Saved data entries:
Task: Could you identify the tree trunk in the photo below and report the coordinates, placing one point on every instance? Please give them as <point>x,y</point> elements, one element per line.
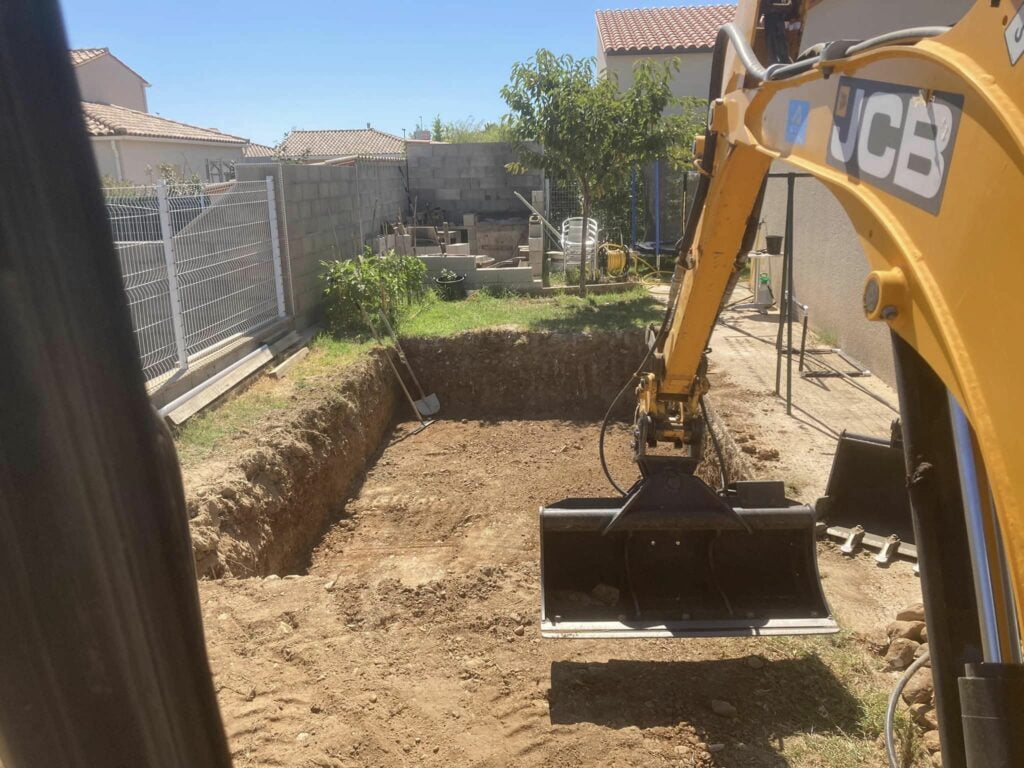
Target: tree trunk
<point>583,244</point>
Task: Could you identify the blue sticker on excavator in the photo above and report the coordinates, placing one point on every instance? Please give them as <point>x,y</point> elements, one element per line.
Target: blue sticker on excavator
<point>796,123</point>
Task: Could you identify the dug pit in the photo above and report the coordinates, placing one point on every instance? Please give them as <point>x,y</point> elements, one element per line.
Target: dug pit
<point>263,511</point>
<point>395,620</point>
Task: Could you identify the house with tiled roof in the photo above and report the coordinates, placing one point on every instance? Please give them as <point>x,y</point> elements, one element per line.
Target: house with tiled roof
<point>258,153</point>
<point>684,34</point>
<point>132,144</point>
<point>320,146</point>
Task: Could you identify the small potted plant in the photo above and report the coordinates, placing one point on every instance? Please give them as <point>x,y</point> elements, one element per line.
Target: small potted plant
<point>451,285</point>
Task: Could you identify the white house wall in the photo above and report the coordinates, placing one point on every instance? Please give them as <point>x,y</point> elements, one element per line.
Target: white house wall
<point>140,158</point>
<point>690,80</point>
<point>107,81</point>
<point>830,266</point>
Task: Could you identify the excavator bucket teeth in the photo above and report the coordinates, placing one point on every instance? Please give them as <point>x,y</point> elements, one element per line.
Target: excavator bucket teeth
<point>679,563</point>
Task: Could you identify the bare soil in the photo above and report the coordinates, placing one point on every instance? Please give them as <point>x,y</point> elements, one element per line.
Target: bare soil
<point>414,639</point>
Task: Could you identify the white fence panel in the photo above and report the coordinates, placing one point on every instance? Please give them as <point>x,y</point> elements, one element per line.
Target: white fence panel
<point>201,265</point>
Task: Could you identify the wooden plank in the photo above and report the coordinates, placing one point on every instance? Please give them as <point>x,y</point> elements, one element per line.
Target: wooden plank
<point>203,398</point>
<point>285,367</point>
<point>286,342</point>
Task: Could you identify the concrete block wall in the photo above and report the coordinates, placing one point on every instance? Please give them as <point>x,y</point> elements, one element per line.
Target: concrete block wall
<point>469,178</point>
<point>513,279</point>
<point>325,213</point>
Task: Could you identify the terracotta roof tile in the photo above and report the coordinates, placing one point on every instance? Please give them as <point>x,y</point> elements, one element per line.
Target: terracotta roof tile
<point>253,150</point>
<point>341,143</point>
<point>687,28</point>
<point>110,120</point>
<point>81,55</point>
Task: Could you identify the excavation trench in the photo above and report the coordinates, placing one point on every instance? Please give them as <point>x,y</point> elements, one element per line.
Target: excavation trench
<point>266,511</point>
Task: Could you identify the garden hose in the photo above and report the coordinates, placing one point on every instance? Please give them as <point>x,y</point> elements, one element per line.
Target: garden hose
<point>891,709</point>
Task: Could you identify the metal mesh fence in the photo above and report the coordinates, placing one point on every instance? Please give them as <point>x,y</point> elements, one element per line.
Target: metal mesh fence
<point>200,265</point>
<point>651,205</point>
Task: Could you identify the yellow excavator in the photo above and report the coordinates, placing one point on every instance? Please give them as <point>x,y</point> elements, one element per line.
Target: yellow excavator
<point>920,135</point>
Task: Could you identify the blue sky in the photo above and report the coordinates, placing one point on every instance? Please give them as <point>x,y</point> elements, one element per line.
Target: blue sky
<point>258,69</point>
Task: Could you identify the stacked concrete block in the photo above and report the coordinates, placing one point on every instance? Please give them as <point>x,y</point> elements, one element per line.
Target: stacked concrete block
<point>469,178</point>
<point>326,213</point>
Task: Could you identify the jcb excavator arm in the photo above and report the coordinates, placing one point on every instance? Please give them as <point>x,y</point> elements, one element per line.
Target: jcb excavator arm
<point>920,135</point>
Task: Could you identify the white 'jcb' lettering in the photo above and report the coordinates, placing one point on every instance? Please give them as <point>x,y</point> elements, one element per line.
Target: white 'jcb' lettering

...

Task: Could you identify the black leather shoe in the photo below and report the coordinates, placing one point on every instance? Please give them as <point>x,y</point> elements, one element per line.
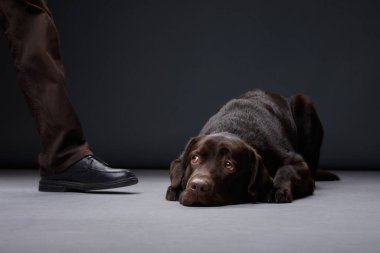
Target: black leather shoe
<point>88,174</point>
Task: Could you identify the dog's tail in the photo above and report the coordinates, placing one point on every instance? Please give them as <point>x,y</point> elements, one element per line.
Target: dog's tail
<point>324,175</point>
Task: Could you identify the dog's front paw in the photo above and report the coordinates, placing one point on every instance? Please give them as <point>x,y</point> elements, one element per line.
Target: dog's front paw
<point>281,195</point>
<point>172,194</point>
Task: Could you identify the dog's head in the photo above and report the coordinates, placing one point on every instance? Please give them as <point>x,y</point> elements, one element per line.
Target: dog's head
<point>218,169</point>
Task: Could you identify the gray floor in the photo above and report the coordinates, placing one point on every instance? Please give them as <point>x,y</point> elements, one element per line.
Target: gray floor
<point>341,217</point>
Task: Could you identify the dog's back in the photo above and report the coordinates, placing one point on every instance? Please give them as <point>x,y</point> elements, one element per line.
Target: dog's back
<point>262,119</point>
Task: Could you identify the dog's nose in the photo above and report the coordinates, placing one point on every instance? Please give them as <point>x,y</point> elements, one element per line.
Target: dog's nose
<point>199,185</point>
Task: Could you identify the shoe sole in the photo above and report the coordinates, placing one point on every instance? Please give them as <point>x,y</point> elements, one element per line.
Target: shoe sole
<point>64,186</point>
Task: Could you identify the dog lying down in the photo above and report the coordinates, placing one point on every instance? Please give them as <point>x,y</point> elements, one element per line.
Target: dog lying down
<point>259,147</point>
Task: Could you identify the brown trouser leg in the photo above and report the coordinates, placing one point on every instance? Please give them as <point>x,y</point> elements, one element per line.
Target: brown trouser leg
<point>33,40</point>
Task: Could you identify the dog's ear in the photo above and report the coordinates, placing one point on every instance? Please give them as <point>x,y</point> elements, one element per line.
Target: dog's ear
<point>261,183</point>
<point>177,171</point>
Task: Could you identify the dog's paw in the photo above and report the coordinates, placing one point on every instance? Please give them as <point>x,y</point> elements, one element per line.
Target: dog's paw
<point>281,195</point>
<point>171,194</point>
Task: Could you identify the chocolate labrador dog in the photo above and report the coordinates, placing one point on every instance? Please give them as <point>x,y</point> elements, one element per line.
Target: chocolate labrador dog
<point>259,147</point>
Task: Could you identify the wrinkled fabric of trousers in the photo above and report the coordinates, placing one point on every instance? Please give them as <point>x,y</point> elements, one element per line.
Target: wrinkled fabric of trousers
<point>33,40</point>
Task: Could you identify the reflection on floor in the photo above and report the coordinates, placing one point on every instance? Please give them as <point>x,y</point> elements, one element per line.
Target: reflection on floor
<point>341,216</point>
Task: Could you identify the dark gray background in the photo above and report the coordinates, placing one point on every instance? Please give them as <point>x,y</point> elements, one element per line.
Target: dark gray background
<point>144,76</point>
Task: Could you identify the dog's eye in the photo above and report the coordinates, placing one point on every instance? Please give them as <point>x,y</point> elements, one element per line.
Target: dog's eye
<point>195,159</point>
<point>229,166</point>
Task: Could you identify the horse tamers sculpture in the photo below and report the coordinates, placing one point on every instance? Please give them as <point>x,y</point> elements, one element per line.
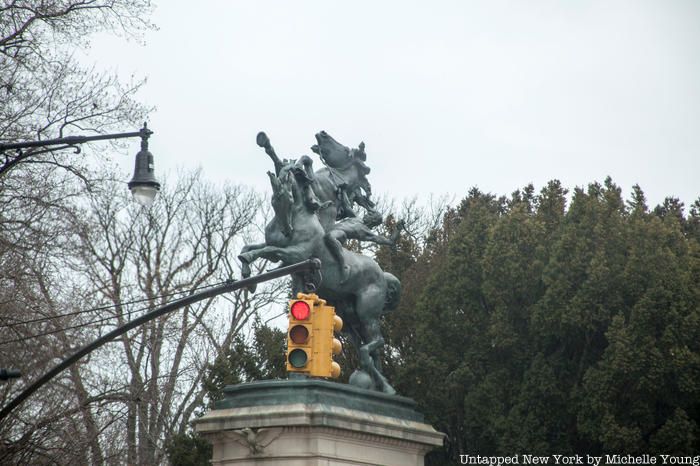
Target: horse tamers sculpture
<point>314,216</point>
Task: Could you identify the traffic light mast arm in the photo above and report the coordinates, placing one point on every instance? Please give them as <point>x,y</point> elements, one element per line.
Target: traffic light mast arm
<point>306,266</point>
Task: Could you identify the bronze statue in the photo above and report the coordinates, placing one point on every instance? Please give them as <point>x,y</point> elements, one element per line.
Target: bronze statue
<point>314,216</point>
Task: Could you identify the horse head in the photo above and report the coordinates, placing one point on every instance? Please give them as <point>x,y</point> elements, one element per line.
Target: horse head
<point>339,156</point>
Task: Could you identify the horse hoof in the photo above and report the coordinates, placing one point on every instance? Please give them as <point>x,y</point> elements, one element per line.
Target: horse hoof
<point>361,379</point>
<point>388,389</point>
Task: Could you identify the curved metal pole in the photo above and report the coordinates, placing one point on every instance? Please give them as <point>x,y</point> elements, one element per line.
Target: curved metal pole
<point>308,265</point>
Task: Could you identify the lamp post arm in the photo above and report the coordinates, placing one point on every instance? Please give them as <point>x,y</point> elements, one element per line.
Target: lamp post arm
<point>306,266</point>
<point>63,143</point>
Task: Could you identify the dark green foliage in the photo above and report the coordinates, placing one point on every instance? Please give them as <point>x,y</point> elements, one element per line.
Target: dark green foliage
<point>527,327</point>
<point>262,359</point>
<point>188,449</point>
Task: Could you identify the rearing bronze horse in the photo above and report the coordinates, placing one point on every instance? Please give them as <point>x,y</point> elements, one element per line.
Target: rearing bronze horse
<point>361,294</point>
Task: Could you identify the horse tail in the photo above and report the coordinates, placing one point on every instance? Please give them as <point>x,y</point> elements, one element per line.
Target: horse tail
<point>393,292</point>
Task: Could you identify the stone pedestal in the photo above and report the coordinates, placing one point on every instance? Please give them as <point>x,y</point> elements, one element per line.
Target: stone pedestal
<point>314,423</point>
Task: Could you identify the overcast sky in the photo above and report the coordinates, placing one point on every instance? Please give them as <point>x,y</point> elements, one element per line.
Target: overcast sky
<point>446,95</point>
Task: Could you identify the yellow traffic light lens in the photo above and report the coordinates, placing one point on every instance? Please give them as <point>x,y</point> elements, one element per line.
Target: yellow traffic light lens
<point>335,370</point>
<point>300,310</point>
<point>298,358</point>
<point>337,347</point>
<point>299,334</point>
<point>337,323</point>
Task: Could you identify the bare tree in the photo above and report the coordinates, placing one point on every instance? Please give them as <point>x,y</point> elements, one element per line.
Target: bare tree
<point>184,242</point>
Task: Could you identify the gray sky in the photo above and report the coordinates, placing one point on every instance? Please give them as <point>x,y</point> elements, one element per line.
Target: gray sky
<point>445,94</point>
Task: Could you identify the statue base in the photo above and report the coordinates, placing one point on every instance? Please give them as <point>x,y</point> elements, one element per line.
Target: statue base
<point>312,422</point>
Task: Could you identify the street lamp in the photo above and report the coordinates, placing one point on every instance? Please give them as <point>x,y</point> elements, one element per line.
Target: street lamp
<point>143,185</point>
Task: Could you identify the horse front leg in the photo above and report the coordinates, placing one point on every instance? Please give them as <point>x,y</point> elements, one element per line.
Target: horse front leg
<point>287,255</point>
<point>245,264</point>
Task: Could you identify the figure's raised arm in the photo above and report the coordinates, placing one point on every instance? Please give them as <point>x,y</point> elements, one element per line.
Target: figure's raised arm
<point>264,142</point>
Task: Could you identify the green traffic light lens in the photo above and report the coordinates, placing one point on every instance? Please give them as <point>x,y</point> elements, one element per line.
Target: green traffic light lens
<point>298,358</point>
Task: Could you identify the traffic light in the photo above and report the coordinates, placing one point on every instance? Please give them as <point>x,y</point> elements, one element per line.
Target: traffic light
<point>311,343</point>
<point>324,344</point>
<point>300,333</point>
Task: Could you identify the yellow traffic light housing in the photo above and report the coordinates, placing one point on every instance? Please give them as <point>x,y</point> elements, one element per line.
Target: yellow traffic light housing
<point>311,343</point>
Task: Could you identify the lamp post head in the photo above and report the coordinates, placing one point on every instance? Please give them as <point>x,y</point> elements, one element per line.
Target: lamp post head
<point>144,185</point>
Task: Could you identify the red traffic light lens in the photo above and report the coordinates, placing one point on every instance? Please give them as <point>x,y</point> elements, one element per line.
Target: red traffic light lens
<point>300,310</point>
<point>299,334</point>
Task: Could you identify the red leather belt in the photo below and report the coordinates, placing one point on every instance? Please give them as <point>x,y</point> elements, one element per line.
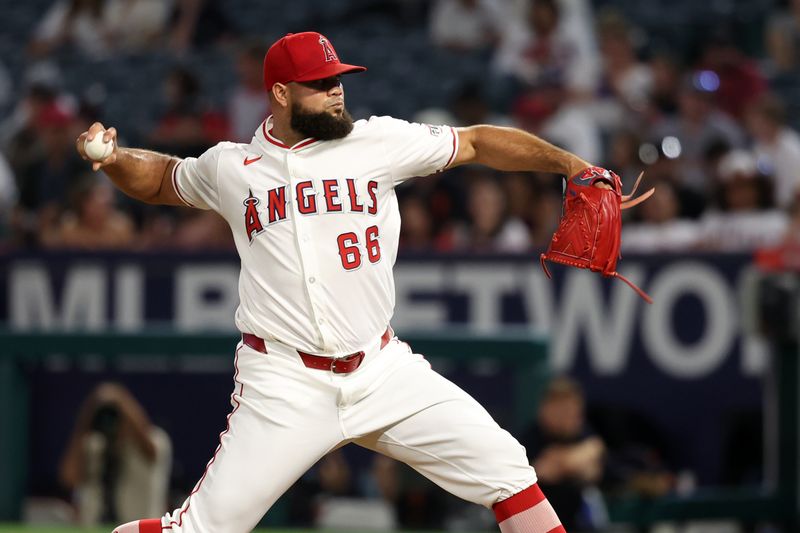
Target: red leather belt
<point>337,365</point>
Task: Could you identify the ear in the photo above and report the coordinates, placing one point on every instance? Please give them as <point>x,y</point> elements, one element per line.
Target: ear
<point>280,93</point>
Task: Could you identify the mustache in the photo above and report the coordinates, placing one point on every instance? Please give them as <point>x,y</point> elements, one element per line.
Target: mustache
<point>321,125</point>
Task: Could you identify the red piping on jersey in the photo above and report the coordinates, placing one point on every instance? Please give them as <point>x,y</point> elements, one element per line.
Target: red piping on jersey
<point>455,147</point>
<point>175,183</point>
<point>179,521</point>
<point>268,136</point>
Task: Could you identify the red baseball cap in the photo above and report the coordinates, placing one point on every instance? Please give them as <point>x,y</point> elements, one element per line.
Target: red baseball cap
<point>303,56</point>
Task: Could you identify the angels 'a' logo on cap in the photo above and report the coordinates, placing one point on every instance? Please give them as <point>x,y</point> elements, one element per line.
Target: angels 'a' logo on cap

==

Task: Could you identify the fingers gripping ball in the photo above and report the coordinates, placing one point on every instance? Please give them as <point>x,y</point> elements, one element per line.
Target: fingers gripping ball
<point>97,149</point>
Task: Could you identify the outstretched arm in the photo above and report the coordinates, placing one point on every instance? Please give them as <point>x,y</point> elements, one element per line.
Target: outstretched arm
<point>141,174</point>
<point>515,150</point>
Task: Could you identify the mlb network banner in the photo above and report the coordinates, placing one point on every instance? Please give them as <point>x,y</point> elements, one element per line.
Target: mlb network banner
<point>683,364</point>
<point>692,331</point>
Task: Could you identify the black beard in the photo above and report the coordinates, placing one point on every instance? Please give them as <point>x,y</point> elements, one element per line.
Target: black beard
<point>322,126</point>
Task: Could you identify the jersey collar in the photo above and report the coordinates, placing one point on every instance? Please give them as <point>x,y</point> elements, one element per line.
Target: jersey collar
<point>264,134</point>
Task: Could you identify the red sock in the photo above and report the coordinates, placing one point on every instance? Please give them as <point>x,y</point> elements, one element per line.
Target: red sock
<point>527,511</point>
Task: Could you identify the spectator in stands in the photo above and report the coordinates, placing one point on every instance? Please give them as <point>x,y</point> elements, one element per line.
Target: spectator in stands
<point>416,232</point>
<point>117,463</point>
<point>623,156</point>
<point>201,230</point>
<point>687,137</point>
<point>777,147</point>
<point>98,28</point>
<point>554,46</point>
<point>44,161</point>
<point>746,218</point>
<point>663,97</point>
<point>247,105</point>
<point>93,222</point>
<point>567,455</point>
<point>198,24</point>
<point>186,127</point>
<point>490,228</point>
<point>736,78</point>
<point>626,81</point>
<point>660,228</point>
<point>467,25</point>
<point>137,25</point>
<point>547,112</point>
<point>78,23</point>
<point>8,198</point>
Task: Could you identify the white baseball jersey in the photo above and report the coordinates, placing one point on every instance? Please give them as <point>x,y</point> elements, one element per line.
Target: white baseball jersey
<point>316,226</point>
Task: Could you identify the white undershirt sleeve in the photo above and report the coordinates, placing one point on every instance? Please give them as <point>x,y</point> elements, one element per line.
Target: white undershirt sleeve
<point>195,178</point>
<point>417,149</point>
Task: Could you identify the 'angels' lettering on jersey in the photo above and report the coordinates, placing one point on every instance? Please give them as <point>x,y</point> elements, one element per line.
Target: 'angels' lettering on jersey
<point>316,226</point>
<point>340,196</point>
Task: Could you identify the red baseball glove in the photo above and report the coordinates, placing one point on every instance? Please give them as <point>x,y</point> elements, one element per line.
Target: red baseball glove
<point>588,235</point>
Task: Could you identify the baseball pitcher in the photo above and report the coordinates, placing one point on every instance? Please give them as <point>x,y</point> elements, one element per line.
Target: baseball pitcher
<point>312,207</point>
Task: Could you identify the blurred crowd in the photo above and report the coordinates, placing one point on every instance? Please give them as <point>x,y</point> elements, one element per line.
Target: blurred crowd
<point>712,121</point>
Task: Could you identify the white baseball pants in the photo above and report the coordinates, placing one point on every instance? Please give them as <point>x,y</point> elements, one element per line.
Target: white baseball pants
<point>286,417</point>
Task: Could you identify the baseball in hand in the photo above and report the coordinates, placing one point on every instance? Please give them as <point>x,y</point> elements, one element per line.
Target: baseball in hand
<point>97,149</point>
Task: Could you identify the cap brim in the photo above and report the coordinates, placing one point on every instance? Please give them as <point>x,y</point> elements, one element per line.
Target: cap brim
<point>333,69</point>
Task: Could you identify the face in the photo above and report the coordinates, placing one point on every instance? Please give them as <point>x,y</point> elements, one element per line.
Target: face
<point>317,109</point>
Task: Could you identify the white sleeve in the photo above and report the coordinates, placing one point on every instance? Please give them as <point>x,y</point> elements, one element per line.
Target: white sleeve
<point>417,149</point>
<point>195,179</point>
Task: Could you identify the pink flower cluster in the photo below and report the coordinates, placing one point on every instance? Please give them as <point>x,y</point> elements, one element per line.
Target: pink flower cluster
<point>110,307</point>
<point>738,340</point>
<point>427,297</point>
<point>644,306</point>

### What is being asked
Retype the lines above exactly, starting at the line that contains "Task: Could you identify the red baseball cap" and ending after the line that contains "<point>303,56</point>".

### Full solution
Task: Could you identify the red baseball cap in the photo above and report the coordinates, placing one point on every instance? Please give them as <point>x,y</point> elements, one element per line.
Target: red baseball cap
<point>303,56</point>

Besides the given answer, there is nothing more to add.